Problems and tasks -
A. Answer these from the post on the 2018 National Advisory Council, one answer per line:
(i) On what day and date did Scholastic employees gather for the meeting?
(ii) Who moderated the meeting, and what is that person's title?
(iii) How many pathways does the Developmental Pathways Framework use?
B. List every area of development that Fay Brown names as a pathway in the Developmental Pathways Framework in the post on the 2018 National Advisory Council.
C. Give what comes next in the post on the 2018 National Advisory Council, starting after its final sentence.

**** Document segment

National Advisory Council

2018 National Advisory Council: Why Educational Equity is Everybody’s Business (Part I)

 //  Oct 2, 2018

2018 National Advisory Council: Why Educational Equity is Everybody’s Business (Part I)

On Thursday, September 13, Scholastic employees in New York City gathered together for the Company’s annual National Advisory Council (NAC)—a group of education experts from across the country with on-the-ground experience who share their insights into critical issues, needs, and challenges facing educators today. In the 1930s, the first meeting of the NAC was comprised primarily of school superintendents and today, represents a wide spectrum of educational leadership.

The 2018/19 NAC members include:

  • Daniel Gohl: Chief Academic Officer, Broward County Public Schools
  • Vito Borrello: Executive Director, National Association for Family, School, and Community Engagement (NAFSCE)
  • Brandon Dixon: Senior, Harvard University
  • Fay Brown: Associate Research Scientist, Yale Child Study Center & Director, Child and Adolescent Development School Development Program, Yale Child Study Center
  • Sydney Chaffee: 2017 National Teacher of the Year
  • Jordan Weymer: Principal, Donald McKay K-8 School
  • Pedro Rivera: Pennsylvania Secretary of Education

This year’s National Advisory Council meeting kicked off with opening remarks from moderator Ernie Fleishman, Professional Learning Advisor at Scholastic, and Dick Robinson, Chairman of the Board, President, and CEO of Scholastic. During the morning panel, NAC members shared their views on topics such as the importance of representation in children's literature; social-emotional learning; family engagement, access to reading materials, and more. Take a look:

 

Q: How does your role connect to the topic of equity?

Sydney Chaffee: Equity is deeply embedded in what I do, and it underscores every decision that I make. I’m always thinking about how I’m going to help every single one of my students have access to a high quality, rigorous, relevant, and authentic education. I am constantly calibrating the things that are in the way of all of my kids succeeding, and I think about the barriers I may have unknowingly put in place for my students. I’ve had the opportunity to travel and speak about this work, and I’ve been able to advocate for equity, pushing the conversation past these nebulous ideas of what equity is and into concrete discussions about how equity affects kids, teachers, and schools on a daily basis. For me, equity always comes back to the kids in my classroom and what they need to succeed.


Pedro Rivera: Equity is not a box that you can check off and move on from. In the Pennsylvania Department of Education, we discuss making sure that we are equitable in terms of distribution, alignment, identification, support, and differentiated measures to ensure that everything we do addresses the needs of our diverse student population. We make sure to engage the community to better understand what they need to be successful, and then we work to set a vision and provide opportunities. We’re shifting our role from compliance to active support for all of our school districts.


Daniel Gohl: So many communities are feeling judged, and this is the challenge. We need to ensure that communities get to articulate what they want, and have it reinforced by what the authority says. Every kid upon birth should expect to be able to read, and as an American society, we’re not delivering that. If our communities entrust their children to us, then they should be able to read. This is our charge as educators.


Fay Brown: As educators, if we are going to achieve equity in the classroom, we have to get to know our children outside of their school work. We have to know how these kids are as human beings. My research focuses on the Developmental Pathways Framework in which we look at kids through six pathways covering cognitive, physical, language, social, ethical, and psychological development. All of this comes together to form the whole child and needs to be looked at when determining what kids need to succeed.

********
**** Stored rows

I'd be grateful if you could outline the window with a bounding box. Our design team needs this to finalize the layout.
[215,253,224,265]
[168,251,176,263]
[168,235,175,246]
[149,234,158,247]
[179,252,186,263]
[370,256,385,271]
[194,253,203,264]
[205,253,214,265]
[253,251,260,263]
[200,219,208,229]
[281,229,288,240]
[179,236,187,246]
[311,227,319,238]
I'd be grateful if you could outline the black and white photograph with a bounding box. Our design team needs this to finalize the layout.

********

Outputs in order -
A.
(i) Thursday, September 13
(ii) Ernie Fleishman, Professional Learning Advisor at Scholastic
(iii) Six

B. Cognitive, physical, language, social, ethical, psychological

C.
Jordan Weymer: There is no equity without empowerment. Until our students and families feel that they are empowered, that their voice matters, that they have choice, then it’s impossible for there to be equity. That’s the work ahead of us, and ahead of me as a school leader.


Brandon Dixon: As a student of history, I study how these inequities formed in the first place which is so important for developing processes to dismantle them. In addition to being a student, I am a journalist. I help to amplify the stories that come from our classrooms, and help teachers understand the students they will be teaching in 2030. If we don’t think about the future while maintaining an understanding of the past, we will continue to repeat the same mistakes.


Vito Borrello: How can educators know their students if they don’t know their students’ families? It’s common sense, but it’s not common practice. This is exacerbated in low income communities when there are barriers such as poverty and language. My work at NAFSCE focuses on looking at these systemic obstacles and helping educators and families come together to engage as partners in education.

 

Q: What are the two or three most important skills that you think a student graduating in 2030 needs to demonstrate?

Fay Brown: We tend to focus so much on the cognitive skills our kids have, but kids also need what are often referred to as soft skills. But they are not “soft” skills—they are necessary skills tied to personal intelligence. If you don’t know how to get along with other people, you will not make it in this society regardless of how intellectually gifted you might be.


Pedro Rivera: First and foremost, we want our students to be continuous learners. The coursework taught in schools is only a foundation and it must be built upon to ensure the success of our students as they progress through life. We also need to teach our students how to be engaged and contributing learners in a broader community.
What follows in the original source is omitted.